Michelle Fay Cortez, Bloomberg News

Tuesday, November 8, 2011



Edwards Lifesciences Corp.'s Sapien aortic heart valve caused complications in a trial when inserted directly into the heart, leading researchers to halt the study, according to an analyst from Wells Fargo Securities.

Five of 34 patients getting Sapien died, suffered a stroke or developed kidney failure, compared with one stroke among 38 patients getting traditional surgery, said Larry Biegelsen, a Wells Fargo Securities analyst in New York, in a note to clients Tuesday. Biegelsen said he learned of the findings at the meeting of Transcatheter Cardiovascular Therapeutics in San Francisco, where the data will be presented Thursday.

The device was inserted with what is known as a transapical procedure, when the valve is threaded straight into the heart through a space between two ribs, Biegelsen said. The approach is generally performed on patients who have femoral arteries that are too clogged to enable the valve to safely pass through on the way to the heart.

**Stored entries**
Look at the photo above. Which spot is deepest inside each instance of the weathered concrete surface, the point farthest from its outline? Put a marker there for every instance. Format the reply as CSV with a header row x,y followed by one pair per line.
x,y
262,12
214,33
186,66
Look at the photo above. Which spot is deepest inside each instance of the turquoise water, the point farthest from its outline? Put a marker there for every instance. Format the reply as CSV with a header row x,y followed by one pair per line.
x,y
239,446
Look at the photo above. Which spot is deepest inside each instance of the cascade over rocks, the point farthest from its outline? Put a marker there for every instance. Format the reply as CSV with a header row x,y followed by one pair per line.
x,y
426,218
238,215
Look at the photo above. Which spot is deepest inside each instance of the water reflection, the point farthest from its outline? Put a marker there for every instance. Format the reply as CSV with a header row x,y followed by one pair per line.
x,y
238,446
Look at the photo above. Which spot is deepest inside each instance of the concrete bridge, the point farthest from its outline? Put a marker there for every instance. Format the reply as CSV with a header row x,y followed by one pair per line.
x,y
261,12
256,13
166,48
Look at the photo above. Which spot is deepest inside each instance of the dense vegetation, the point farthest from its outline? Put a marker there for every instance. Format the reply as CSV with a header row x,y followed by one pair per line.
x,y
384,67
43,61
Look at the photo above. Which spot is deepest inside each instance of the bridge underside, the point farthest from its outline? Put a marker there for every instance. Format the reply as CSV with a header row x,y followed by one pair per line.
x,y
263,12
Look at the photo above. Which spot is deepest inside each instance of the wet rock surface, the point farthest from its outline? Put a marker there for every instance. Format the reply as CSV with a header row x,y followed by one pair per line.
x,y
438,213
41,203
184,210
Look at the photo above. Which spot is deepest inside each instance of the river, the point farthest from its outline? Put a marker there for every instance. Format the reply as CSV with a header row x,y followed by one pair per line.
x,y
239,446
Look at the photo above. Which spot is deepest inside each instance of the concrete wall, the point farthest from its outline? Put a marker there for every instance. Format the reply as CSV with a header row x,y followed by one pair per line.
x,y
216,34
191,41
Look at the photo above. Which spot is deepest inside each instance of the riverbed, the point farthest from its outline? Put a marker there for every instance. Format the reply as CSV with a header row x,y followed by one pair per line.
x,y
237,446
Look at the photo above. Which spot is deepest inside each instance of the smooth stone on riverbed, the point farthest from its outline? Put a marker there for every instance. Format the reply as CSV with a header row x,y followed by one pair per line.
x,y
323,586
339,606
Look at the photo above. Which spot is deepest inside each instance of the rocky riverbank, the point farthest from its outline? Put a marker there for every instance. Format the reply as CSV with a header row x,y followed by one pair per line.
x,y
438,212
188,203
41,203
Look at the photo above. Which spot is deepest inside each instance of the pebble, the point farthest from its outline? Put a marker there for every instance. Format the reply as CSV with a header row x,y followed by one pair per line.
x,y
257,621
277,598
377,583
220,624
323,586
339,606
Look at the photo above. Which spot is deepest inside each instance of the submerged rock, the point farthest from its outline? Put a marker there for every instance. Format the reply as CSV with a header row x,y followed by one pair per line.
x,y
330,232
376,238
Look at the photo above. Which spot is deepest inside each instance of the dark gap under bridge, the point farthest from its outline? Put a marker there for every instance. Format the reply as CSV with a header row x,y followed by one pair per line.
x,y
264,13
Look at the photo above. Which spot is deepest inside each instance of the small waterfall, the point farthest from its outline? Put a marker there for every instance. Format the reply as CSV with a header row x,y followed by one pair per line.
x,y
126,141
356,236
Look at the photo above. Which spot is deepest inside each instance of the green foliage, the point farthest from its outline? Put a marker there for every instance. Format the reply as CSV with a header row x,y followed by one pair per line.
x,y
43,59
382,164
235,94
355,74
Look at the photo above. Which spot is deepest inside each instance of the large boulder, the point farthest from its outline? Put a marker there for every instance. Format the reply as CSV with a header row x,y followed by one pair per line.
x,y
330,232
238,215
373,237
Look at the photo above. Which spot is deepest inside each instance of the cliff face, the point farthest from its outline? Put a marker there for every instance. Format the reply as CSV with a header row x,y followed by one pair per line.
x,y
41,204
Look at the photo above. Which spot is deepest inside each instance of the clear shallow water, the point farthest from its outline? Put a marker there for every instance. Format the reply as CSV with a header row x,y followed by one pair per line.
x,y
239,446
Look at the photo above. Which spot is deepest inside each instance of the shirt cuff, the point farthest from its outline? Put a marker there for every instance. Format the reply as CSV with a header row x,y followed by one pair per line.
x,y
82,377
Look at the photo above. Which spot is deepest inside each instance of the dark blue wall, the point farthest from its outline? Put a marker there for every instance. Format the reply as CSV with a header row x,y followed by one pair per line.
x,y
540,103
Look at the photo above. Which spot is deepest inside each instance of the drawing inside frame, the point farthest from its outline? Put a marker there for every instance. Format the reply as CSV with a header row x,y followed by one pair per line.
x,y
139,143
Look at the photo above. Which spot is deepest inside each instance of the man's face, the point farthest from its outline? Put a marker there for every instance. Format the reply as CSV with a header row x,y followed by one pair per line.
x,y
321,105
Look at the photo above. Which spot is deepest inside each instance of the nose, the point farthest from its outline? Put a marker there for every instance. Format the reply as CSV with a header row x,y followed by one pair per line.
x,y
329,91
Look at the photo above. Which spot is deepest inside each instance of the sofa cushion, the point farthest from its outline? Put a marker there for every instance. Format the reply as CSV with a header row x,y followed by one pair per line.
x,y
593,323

**Set of tasks**
1. Restate word for word the part of the heart valve article that opens with the words containing "Michelle Fay Cortez, Bloomberg" and closes with "Wells Fargo Securities.".
2. According to the heart valve article, what outcomes occurred among patients getting Sapien?
3. Based on the heart valve article, why is the transapical approach generally used on certain patients?
You won't need the stored entries for any of this.

**Solutions in order**
1.
Michelle Fay Cortez, Bloomberg News

Tuesday, November 8, 2011



Edwards Lifesciences Corp.'s Sapien aortic heart valve caused complications in a trial when inserted directly into the heart, leading researchers to halt the study, according to an analyst from Wells Fargo Securities.

2. Death, stroke, and kidney failure.

3. It is generally performed on patients whose femoral arteries are too clogged for the valve to pass through safely on the way to the heart.